# Mystery Snail Diet



## gr7070 (Apr 13, 2012)

I read they eat algae wafers and fresh vegetables. I also read elsewhere that they'll eat dried flake. 

So if dried flakes is all we put in the tank is that a reasonable diet for them?


----------



## jacksonofikonic (Mar 26, 2012)

I don't have a snail but I feed my stock more than flakes. I mix it up between frozen blood worms, sun dried blossom worms, flakes, shrimp live and frozen, fresh veggies, alge waffers, and pellets.


----------



## Summer (Oct 3, 2011)

they will eat algae wafers, and fresh veggies. Mine always enjoyed zucchini. Just slice and jab with a fork to sink to the bottom


----------



## jbrown5217 (Nov 9, 2011)

Yep, algae wafers and zucchini or lettuce. You can always blanch it too so that you don't need to sink the zucchini or lettuce with a fork.


----------



## NeonShark666 (Dec 13, 2010)

Mystery Snails will eat any of the Bottom Feeder Pellets used for Corys. They will also eat bits of Salad Shrimp. They also like to eat any Algae they find on the Plants and Glass in their tanks.


----------



## gr7070 (Apr 13, 2012)

How big a slice do I feed it? Daily?


----------



## WaterPanda (May 23, 2012)

i have a mystery snail and they are decay/ algae eaters if you blanch vegis to make them on the softer side it helps but basically anything that you feed your other fish that falls to the floor will work for them, dont leave anything in there for more then 3 days or so,or you risk an ammonia spike/ Ph inbalance but feed as much as they will eat just have to judge it


----------



## Phalp (Jun 27, 2012)

I let mine eat pieces of soft dark lettuce right out of my fingertips as a treat. They'll devour a pinky nail sized piece in 60 seconds flat.


----------



## holly12 (Apr 21, 2011)

Mine eat the left over fish flakes that fall to the bottom, any left over frozen blood worms and brine shrimp they find, veggie and hard wood food sticks that I toss in 2-3 times a week and also zucchini and yam pieces that I put in 1-2 times a week.

I wouldn't feed them JUST fish flakes... who knows if they are getting enough right? Plus, a varied diet is always better.


----------

RECORDS:
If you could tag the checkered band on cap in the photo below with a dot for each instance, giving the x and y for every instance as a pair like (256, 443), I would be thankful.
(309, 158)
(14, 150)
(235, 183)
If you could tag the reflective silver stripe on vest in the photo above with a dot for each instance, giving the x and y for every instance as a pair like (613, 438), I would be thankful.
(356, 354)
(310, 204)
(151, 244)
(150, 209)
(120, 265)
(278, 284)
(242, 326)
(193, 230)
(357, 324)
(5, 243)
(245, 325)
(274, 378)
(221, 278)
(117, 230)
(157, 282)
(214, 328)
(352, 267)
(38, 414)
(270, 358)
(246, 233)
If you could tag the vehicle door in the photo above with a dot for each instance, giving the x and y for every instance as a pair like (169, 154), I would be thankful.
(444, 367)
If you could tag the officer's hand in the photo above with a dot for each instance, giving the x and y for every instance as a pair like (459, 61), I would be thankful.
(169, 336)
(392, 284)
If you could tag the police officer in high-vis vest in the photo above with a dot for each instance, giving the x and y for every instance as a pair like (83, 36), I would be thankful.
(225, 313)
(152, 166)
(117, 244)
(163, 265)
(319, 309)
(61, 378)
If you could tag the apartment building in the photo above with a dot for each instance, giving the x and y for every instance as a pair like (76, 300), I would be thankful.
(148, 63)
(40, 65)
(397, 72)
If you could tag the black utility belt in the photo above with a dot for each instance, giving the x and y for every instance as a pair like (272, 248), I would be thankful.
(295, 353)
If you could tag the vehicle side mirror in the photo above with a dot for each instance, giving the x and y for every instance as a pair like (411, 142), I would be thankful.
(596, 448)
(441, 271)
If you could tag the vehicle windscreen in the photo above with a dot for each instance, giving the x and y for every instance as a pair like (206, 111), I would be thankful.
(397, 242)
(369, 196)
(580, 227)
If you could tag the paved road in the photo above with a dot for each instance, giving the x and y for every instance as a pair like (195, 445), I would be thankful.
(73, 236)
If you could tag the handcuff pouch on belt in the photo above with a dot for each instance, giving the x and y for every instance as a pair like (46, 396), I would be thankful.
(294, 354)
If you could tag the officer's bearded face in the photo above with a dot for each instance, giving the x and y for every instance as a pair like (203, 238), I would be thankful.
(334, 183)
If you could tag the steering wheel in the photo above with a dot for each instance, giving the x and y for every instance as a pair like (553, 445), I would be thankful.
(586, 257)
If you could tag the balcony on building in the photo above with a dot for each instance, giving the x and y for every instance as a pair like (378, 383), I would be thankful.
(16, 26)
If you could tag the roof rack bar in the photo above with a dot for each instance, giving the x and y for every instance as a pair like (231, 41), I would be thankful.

EXERCISE BRIEF: In the mystery snail diet thread, how often does holly12 add zucchini and yam pieces?

TASK ANSWER: One to two times a week.